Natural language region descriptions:
========
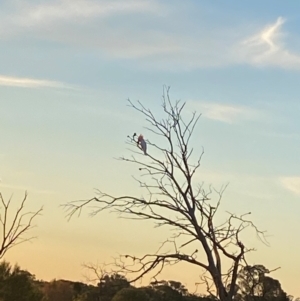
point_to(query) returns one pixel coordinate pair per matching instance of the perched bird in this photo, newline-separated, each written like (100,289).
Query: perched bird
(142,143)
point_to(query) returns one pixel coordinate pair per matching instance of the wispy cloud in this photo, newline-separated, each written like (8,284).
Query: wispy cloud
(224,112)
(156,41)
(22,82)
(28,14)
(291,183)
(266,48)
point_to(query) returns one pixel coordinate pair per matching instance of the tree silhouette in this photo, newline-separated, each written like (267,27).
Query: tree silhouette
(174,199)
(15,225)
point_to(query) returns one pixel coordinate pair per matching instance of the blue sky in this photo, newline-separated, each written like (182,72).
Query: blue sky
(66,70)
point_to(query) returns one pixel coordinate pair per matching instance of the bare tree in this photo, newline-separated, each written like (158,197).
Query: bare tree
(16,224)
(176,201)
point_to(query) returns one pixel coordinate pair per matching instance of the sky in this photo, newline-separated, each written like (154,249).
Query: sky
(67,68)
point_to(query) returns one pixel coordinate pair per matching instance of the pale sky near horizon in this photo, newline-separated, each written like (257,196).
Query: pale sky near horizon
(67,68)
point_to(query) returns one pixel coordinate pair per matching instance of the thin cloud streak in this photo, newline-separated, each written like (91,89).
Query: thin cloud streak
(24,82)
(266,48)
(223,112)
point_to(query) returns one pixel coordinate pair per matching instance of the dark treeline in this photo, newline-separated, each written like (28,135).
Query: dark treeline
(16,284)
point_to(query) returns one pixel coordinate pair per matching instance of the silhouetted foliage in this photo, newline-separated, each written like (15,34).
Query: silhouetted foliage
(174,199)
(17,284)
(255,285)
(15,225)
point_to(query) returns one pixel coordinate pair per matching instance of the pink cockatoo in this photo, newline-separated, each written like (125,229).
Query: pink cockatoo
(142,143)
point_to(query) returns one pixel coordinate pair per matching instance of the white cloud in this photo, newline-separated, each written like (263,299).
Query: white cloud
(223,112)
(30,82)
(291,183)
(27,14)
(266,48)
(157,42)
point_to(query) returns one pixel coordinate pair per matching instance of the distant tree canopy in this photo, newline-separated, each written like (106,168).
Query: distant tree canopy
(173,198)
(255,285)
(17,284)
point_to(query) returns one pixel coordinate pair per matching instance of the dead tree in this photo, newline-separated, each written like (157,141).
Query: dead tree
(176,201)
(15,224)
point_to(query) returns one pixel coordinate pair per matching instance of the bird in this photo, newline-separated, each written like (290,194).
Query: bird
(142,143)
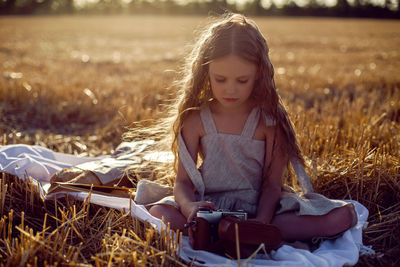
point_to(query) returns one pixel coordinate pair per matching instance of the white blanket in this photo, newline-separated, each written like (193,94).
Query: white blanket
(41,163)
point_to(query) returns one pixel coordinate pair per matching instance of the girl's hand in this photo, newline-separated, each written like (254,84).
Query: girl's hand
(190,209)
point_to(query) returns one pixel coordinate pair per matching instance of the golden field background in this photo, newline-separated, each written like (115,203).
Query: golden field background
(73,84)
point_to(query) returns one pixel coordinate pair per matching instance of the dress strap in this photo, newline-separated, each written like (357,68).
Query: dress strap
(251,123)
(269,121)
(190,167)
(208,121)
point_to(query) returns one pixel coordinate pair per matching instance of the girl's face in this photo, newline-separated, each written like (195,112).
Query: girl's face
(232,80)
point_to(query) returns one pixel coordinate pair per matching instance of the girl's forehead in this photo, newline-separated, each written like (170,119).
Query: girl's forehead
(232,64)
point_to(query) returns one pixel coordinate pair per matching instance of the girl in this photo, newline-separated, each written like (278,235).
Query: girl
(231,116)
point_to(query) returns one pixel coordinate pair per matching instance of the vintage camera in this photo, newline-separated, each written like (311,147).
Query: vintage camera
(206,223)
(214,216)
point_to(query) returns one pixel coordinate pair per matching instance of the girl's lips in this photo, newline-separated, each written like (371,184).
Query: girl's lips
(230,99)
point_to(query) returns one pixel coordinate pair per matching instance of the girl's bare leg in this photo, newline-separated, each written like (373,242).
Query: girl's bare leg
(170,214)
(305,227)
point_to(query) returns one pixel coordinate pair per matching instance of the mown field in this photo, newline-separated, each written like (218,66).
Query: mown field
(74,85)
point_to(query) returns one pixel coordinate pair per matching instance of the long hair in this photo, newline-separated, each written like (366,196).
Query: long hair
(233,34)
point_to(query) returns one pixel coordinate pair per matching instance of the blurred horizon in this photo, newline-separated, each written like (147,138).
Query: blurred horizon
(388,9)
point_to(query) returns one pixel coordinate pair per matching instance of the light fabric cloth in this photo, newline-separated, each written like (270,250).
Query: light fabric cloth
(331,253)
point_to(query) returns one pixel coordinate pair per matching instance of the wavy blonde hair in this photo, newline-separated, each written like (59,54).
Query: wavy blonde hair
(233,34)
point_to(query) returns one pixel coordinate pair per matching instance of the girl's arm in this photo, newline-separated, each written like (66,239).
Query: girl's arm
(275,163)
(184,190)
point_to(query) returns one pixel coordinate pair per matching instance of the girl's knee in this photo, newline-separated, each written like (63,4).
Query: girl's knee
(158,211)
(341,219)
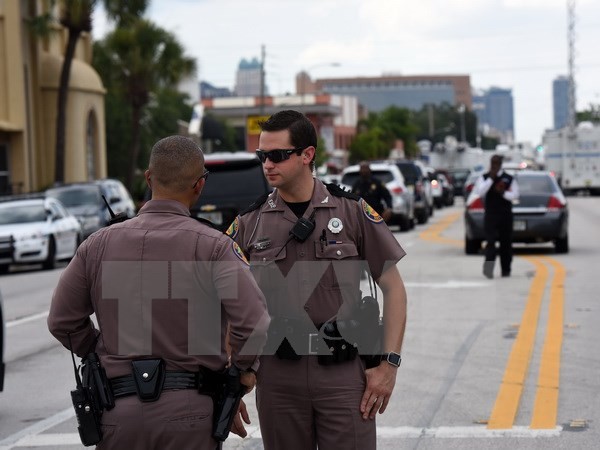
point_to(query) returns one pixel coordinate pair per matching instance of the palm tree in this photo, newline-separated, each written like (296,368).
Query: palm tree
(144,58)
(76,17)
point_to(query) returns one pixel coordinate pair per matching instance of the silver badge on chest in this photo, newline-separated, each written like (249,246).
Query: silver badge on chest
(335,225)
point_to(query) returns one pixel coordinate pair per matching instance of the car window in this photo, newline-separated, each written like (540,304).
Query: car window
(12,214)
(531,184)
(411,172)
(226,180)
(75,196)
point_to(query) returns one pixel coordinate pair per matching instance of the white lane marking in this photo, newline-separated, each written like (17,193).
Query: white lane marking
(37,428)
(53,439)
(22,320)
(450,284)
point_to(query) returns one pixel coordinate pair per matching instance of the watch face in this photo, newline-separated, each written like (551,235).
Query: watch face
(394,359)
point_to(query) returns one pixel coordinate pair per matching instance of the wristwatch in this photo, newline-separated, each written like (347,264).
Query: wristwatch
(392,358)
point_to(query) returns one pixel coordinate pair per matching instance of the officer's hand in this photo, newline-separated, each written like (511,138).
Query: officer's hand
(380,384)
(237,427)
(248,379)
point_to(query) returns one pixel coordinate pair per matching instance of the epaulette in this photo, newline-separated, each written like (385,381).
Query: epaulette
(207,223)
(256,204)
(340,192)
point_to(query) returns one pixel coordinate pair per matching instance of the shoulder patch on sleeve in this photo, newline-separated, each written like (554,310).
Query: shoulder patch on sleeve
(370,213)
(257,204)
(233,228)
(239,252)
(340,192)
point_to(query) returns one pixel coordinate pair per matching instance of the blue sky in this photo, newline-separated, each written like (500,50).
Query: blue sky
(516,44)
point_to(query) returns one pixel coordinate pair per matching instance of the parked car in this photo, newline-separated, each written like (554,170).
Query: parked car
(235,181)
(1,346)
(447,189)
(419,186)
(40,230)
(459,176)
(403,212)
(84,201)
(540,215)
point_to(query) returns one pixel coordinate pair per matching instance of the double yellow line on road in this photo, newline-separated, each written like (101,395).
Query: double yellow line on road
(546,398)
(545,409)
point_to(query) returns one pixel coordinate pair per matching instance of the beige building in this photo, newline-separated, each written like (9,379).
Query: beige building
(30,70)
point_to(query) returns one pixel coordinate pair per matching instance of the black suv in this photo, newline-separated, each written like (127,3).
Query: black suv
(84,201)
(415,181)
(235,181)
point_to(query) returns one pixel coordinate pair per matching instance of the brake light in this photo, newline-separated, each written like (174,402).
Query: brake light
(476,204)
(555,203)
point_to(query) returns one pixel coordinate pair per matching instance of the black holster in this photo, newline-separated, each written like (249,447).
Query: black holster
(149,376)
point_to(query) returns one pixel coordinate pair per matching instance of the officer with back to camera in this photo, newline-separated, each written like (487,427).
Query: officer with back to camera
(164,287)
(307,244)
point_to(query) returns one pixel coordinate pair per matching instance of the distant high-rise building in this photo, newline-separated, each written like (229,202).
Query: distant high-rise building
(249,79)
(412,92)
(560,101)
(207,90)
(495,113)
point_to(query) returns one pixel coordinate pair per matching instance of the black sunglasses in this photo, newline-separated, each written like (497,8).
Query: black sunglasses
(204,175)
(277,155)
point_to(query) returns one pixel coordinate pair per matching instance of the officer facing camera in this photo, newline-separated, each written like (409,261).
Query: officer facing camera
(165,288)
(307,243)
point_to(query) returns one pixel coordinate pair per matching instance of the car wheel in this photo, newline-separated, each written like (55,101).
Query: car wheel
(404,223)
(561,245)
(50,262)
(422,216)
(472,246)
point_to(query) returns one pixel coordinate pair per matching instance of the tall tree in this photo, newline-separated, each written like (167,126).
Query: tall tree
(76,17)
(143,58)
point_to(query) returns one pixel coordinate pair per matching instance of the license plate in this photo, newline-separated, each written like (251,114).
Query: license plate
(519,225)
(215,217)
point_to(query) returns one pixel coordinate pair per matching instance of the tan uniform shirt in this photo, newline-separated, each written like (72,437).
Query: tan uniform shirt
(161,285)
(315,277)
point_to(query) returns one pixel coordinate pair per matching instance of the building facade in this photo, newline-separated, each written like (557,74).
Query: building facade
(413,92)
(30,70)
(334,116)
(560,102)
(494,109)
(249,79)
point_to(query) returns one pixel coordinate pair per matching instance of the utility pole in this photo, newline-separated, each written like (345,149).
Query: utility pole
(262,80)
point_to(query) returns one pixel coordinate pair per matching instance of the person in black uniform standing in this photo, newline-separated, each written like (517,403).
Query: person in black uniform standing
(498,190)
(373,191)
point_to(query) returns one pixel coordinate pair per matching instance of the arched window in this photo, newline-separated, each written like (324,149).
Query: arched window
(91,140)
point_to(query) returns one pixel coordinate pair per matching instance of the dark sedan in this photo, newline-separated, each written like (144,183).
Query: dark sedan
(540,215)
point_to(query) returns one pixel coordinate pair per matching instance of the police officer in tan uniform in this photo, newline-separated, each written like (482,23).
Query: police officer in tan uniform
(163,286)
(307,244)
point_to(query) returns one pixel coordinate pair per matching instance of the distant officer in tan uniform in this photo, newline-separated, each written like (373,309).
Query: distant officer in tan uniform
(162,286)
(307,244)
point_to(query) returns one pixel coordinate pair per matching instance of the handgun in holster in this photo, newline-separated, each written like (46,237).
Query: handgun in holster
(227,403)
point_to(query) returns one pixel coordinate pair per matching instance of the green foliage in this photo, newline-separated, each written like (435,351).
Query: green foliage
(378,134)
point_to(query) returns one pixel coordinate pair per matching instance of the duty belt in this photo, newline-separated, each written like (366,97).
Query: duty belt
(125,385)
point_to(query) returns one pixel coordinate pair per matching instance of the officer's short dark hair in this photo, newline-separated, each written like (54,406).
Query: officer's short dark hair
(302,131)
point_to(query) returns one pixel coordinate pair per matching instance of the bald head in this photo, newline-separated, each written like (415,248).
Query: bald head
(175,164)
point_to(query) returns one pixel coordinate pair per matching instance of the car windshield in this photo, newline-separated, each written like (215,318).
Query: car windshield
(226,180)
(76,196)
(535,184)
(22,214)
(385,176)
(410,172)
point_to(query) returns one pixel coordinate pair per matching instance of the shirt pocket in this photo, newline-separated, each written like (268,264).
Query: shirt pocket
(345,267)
========
> [Task statement] Up to and including the line that contains "written like (8,284).", print the records above exactly from their first line, without any pictures.

> [Answer section]
point_to(query) returns one pixel coordinate pair per matching instance of the perched bird in this photo, newline-separated, each written like (100,289).
Query: perched bird
(142,143)
point_to(query) returns one pixel coordinate pair per matching instance of the wispy cloud in this photo, newline-separated, each written like (8,284).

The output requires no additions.